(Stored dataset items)
....
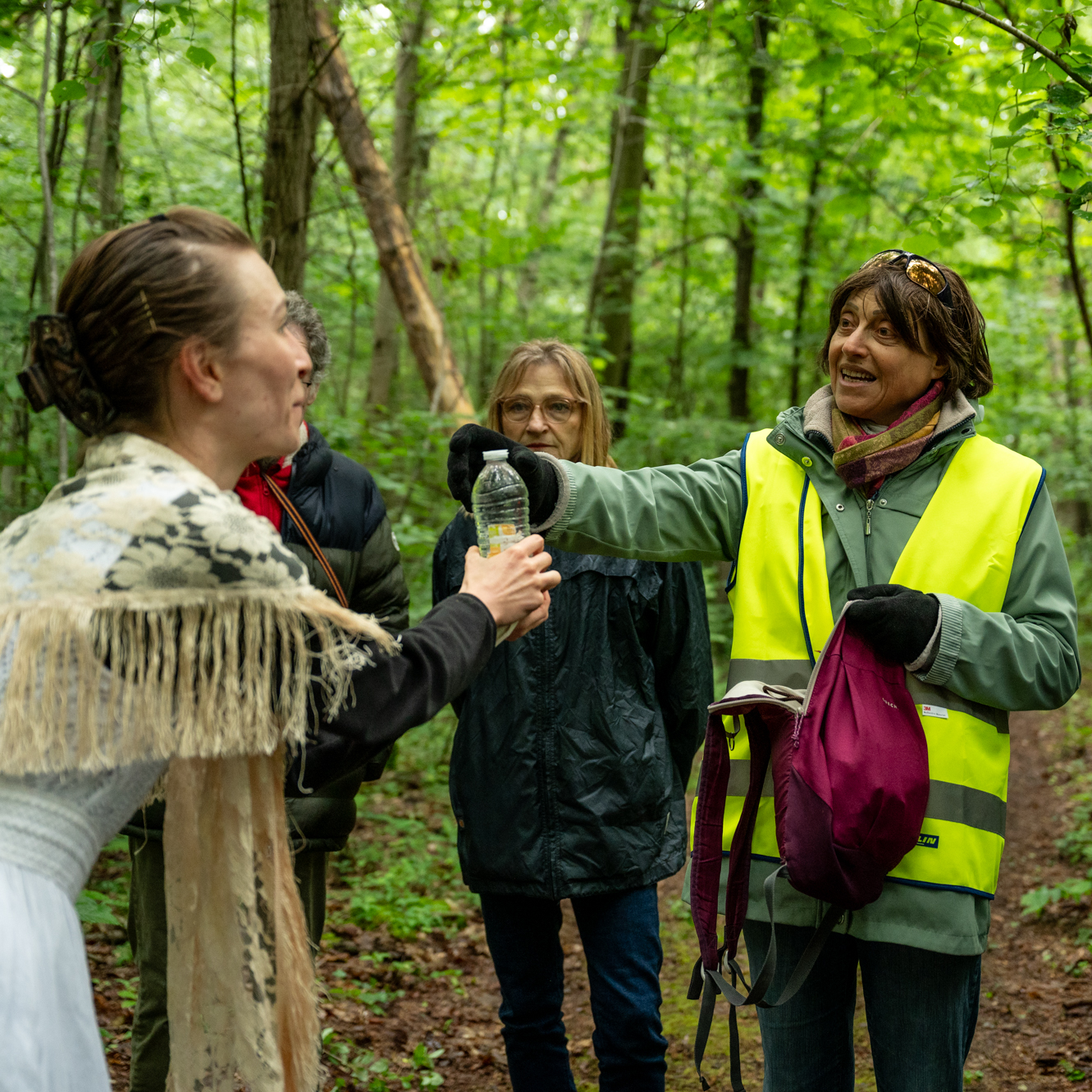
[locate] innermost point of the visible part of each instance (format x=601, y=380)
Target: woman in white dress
x=150, y=624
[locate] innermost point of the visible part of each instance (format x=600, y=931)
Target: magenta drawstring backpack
x=851, y=783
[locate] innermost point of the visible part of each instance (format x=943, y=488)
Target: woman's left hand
x=898, y=622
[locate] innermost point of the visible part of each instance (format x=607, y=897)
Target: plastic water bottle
x=500, y=505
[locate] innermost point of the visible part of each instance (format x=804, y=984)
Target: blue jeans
x=620, y=935
x=922, y=1008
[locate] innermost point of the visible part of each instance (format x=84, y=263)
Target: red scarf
x=254, y=492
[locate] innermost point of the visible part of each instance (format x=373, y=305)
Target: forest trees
x=673, y=187
x=290, y=128
x=610, y=299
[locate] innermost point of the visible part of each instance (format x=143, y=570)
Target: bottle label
x=502, y=535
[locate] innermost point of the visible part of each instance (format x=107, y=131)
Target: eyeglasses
x=920, y=270
x=557, y=411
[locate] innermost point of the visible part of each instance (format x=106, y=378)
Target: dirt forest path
x=400, y=1015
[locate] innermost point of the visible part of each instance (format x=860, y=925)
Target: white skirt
x=48, y=1032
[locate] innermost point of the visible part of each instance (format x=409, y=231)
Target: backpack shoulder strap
x=290, y=508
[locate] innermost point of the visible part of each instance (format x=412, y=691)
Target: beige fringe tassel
x=240, y=984
x=194, y=674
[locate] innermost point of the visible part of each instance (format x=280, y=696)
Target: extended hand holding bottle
x=514, y=584
x=500, y=511
x=467, y=460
....
WORK ORDER — Write out every record above exactly, leaving no picture in the result.

COMPLETED TASK —
[locate] innermost point of the visible part of each instance (format x=601, y=380)
Target: woman in white dress
x=150, y=624
[locate] innermost point of the visible part of each instance (format x=600, y=931)
Target: magenta drawstring backpack
x=851, y=783
[locate] innermost point of the visible part of each instance (format x=943, y=488)
Target: woman's left hand
x=898, y=622
[locate] innermost point of the visible part of each instance (format x=607, y=897)
Target: plastic water bottle
x=500, y=505
[locate] innermost point of the visible part of each instance (format x=804, y=984)
Target: blue jeans
x=620, y=935
x=922, y=1008
[locate] innermost point of the visible part of each instance (format x=84, y=263)
Target: red scarf
x=254, y=492
[locate] innermost point of the visible part of each instance (format x=373, y=305)
Target: forest trees
x=673, y=187
x=290, y=128
x=610, y=299
[locate] innermost point of the visible part of each instance (format x=143, y=570)
Target: bottle label
x=502, y=535
[locate] innermost point of the visible part of each instance (format x=107, y=131)
Target: eyeglasses
x=920, y=270
x=557, y=411
[locate] innermost point of the visible part of each instance (format x=106, y=378)
Target: dirt forest path
x=400, y=1015
[locate] innermost point of the visible part of each instance (format x=860, y=925)
Target: white skirt
x=48, y=1032
[locate] innermost point of the visible part of each instance (format x=409, y=231)
Target: backpack shoulder strap
x=290, y=508
[locate] innermost point of the visible part of each instance (format x=412, y=691)
Target: beige fringe tassel
x=240, y=984
x=194, y=674
[locate] innermost point of the visible part of each instance (format x=280, y=696)
Target: extended hand holding bottle
x=514, y=584
x=500, y=511
x=467, y=460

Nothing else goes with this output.